- **Assigned task**:
Read through the material below and find each line that has the word "snow"; copy it.

- **Records shown**:
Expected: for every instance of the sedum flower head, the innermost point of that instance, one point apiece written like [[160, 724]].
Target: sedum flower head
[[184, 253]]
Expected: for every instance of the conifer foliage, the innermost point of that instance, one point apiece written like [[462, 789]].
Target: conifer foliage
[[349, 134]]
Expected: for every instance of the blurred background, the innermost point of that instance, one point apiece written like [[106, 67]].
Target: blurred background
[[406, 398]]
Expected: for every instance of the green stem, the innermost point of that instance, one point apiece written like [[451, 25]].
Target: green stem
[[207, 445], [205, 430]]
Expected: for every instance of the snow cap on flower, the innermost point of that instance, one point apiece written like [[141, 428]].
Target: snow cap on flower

- **Problem solution**:
Expected: for every instance of the snow cap on flower, the innermost point of that instance, one point apiece written like [[141, 428]].
Target: snow cap on flower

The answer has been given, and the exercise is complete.